◆ **EXTRAIT DE PAGE**
#####
Katharine Birbalsingh, une directrice pas adepte de ce wokisme en vogue ailleurs

Katharine Birbalsingh ne nie pas l’existence du racisme dans la société, mais rejette l’idée que la solution réside dans l’idéologie victimaire, dans la doctrine de la diversité et de l’inclusivité ou dans tout ce qui introduit la notion d’une ségrégation entre les élèves. La vraie réponse aux difficultés des minorités ethniques et religieuses se trouve dans la discipline et la réussite scolaire. Et la réussite scolaire est au rendez-vous. Le taux de réussite des élèves aux examens nationaux et dans la compétition pour les places dans les meilleures universités est parmi les plus élevés de tout le pays. Et à chaque visite des inspecteurs d’école, l’établissement est jugé excellent dans toutes les catégories. En 2020, Mme Birbalsingh a été décorée par la reine Elisabeth !
#####
◆ **DONNÉES EXTRAITES**
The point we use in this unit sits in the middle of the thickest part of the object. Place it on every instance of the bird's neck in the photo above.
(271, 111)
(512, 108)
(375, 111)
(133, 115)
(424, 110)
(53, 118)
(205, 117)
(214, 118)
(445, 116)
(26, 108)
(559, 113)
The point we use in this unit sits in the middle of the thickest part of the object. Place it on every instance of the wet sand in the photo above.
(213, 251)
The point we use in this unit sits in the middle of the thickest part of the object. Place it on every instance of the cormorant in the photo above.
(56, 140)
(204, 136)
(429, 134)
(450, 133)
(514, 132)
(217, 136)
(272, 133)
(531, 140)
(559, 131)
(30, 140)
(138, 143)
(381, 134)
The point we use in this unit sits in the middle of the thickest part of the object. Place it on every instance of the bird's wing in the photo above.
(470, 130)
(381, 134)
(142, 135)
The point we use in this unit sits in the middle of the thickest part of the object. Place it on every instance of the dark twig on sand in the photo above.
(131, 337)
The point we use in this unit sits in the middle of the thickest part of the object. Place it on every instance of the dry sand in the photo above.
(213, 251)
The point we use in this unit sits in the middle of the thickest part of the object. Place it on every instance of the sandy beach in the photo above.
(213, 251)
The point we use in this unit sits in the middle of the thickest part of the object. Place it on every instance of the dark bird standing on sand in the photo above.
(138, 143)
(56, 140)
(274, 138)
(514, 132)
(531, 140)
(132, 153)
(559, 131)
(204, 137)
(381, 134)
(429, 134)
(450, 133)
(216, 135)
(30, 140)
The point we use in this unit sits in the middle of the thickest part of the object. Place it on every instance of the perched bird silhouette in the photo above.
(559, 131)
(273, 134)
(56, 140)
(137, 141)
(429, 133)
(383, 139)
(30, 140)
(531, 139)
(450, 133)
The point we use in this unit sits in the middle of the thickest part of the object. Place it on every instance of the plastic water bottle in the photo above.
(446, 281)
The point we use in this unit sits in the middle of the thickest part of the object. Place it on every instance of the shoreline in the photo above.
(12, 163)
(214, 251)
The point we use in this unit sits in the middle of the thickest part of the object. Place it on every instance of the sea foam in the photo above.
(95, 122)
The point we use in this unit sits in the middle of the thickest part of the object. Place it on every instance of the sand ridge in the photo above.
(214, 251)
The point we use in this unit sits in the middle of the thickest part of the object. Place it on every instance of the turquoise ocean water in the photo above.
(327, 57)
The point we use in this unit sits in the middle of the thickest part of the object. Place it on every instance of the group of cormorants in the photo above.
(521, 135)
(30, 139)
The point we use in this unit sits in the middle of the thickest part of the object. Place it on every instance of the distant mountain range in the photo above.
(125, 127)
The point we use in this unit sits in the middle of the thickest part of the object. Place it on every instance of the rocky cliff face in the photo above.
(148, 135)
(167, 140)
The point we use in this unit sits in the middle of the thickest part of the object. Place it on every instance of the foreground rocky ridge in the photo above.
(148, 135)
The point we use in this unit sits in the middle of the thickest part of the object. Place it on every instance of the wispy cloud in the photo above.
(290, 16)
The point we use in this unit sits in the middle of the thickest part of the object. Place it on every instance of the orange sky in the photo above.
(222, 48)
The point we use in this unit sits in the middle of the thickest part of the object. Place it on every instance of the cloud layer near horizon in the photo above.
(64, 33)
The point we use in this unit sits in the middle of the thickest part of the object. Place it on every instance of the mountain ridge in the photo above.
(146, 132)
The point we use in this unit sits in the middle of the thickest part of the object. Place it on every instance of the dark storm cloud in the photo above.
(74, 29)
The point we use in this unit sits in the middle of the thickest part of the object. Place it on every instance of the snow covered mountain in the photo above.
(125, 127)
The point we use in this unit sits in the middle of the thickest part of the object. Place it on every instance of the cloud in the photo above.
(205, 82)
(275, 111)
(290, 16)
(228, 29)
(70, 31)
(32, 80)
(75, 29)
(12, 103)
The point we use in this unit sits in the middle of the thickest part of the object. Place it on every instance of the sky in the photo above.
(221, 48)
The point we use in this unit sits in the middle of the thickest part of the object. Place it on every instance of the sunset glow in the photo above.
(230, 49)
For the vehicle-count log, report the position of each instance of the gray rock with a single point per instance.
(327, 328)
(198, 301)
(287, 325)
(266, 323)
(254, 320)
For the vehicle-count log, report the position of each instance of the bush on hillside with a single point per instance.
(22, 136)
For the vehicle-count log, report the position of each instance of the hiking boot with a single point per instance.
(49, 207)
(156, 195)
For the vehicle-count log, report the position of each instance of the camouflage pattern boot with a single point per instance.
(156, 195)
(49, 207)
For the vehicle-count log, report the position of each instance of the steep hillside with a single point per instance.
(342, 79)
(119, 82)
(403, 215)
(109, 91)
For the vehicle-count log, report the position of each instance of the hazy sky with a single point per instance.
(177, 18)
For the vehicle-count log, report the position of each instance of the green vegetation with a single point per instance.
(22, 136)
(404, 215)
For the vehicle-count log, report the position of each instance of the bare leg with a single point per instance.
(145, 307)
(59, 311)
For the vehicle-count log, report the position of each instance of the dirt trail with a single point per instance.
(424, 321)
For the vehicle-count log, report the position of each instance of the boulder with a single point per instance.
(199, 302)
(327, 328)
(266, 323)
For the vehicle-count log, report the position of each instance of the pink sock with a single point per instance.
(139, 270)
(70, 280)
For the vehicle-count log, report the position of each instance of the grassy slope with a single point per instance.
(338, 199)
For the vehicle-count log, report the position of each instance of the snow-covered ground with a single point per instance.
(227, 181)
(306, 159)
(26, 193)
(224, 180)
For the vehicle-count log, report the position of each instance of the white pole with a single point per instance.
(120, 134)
#####
◆ **CONSIGNES**
a - Pour chacune des affirmations suivantes, indiquez par oui ou par non si elle concorde avec l'extrait sur Katharine Birbalsingh, en citant à l'identique les mots de l'extrait qui tranchent. (i) Katharine Birbalsingh nie l'existence du racisme dans la société. (ii) Lors des visites des inspecteurs d'école, l'établissement est jugé excellent dans toutes les catégories. (iii) Mme Birbalsingh a été décorée par la reine Elisabeth en 2018.
b - Selon l'extrait sur Katharine Birbalsingh, quelles sont toutes les pistes dans lesquelles elle refuse de voir la solution au racisme ?
c - Prolongez l'extrait sur Katharine Birbalsingh à la suite de sa dernière phrase.

◆ **RÉPONSES**
a -
(i) Non : « Katharine Birbalsingh ne nie pas l’existence du racisme dans la société »
(ii) Oui : « à chaque visite des inspecteurs d’école, l’établissement est jugé excellent dans toutes les catégories »
(iii) Non : « En 2020, Mme Birbalsingh a été décorée par la reine Elisabeth ! »

b -
- l’idéologie victimaire
- la doctrine de la diversité et de l’inclusivité
- tout ce qui introduit la notion d’une ségrégation entre les élèves

c -
Ce n’est donc pas une surprise si elle est devenue une cible pour la gauche et l’extrême-gauche wokiste. Elle a fait l’objet non seulement de critiques de la part des partisans d’une pédagogie plus molle ou plus militante, mais aussi d’insultes et de menaces d’activistes haineux. Et c’est là qu’arrive l’histoire qui nous préoccupe aujourd’hui.

Quand l’islam s’en mêle

En mars 2023 l’école interdit les rituels de prière musulmans à l’école – c’est-à-dire la pratique de la Sâlat. En réponse, certaines personnes à l’extérieur ont cherché à insulter, intimider et agresser le personnel enseignant. Cette semaine, la Haute Cour d’Angleterre examine la plainte portée par une élève musulmane qui accuse l’école Michaela de discrimination : pour elle, cette interdiction serait contraire à son droit à la liberté de conscience ou de religion. Selon l’avocat de la plaignante, un chrétien pourrait prier en silence, assis dans la cour de récré, mais un musulman doit pouvoir accomplir tout un rituel – d’où l’accusation de discrimination.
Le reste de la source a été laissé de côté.